#### Your task
Transcribe the part of the sicklefin weasel shark passage below that opens with the words "The diet of" and closes with "75–78 cm long.".

Given passage START

The diet of the sicklefin weasel shark is composed almost entirely of cephalopods, though crustaceans and echinoderms may be infrequently eaten. Its small mouth and short gill slits may be adaptations for capturing cephalopods by suction, while its weak jaws and small teeth reflect a diet of mostly soft-bodied prey. This species is viviparous, wherein the developing embryos are sustained to term through a placental connection formed from the depleted yolk sac. Females likely produce two litters per year, implying a gestation period under six months. Between two and four pups are born at a time (average 3.3); newborns measure roughly 45 cm long. Males mature sexually around 74–75 cm long, while females mature around 75–78 cm long.

Given passage END
Raw data START

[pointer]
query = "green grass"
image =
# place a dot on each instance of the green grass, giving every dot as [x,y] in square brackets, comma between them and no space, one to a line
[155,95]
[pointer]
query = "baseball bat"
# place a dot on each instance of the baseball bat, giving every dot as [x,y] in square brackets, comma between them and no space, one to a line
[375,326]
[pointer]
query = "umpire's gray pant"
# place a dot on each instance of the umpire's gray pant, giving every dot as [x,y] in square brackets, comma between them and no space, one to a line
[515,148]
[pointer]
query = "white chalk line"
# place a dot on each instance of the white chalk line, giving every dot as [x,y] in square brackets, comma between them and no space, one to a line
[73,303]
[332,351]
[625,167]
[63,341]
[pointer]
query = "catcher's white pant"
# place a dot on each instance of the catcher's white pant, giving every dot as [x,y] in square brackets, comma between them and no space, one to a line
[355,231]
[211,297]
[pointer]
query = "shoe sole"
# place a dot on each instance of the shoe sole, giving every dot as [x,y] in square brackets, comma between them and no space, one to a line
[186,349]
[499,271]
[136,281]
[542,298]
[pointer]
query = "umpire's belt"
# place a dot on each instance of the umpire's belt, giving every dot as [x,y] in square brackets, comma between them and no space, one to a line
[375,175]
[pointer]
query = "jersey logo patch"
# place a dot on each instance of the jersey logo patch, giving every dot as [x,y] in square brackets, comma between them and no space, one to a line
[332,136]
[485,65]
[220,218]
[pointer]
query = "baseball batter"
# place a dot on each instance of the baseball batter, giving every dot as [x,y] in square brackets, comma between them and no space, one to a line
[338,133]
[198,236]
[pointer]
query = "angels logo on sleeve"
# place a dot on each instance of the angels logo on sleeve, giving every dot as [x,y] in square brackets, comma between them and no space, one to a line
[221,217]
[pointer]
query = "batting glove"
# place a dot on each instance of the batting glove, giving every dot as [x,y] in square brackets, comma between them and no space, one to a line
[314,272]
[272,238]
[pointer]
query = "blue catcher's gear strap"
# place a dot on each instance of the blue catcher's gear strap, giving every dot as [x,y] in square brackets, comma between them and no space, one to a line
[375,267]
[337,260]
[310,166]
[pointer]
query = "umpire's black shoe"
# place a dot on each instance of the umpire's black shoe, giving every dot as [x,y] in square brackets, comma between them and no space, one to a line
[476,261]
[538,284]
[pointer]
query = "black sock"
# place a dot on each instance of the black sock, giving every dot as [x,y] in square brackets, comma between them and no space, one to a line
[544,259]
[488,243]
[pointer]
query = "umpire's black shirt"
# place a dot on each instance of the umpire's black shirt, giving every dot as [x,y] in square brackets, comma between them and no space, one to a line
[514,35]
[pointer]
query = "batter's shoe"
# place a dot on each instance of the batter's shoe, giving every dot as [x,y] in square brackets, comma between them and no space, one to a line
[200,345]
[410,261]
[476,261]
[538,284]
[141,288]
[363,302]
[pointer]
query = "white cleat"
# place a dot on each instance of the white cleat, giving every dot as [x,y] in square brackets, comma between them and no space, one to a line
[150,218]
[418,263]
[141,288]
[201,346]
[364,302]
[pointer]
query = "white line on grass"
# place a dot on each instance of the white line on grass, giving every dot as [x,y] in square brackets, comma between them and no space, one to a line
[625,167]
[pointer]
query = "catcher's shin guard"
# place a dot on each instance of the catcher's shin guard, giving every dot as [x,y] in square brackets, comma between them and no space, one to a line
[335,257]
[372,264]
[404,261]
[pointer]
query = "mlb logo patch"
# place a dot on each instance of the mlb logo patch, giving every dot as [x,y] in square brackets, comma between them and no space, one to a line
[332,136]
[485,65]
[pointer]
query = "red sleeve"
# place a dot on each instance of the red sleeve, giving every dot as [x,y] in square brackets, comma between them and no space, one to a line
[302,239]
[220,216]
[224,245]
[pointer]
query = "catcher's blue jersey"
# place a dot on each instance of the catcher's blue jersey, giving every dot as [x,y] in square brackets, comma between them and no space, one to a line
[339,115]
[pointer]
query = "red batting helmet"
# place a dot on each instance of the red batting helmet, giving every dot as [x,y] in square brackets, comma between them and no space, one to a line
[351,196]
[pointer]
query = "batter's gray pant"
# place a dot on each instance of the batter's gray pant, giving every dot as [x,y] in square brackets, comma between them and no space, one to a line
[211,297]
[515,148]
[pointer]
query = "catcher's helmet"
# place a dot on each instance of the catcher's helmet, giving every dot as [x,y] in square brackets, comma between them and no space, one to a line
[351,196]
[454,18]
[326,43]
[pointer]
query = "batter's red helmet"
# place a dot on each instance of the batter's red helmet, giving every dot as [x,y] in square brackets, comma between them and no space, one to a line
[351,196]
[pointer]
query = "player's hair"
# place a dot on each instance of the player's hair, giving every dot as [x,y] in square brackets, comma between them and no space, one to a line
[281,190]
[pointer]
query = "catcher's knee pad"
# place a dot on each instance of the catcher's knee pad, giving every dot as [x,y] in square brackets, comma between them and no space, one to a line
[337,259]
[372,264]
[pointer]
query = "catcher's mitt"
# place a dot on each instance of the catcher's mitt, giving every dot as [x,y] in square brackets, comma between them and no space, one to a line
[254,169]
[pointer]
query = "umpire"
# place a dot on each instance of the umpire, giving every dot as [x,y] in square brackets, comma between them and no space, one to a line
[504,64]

Raw data END

#### Task result
The diet of the sicklefin weasel shark is composed almost entirely of cephalopods, though crustaceans and echinoderms may be infrequently eaten. Its small mouth and short gill slits may be adaptations for capturing cephalopods by suction, while its weak jaws and small teeth reflect a diet of mostly soft-bodied prey. This species is viviparous, wherein the developing embryos are sustained to term through a placental connection formed from the depleted yolk sac. Females likely produce two litters per year, implying a gestation period under six months. Between two and four pups are born at a time (average 3.3); newborns measure roughly 45 cm long. Males mature sexually around 74–75 cm long, while females mature around 75–78 cm long.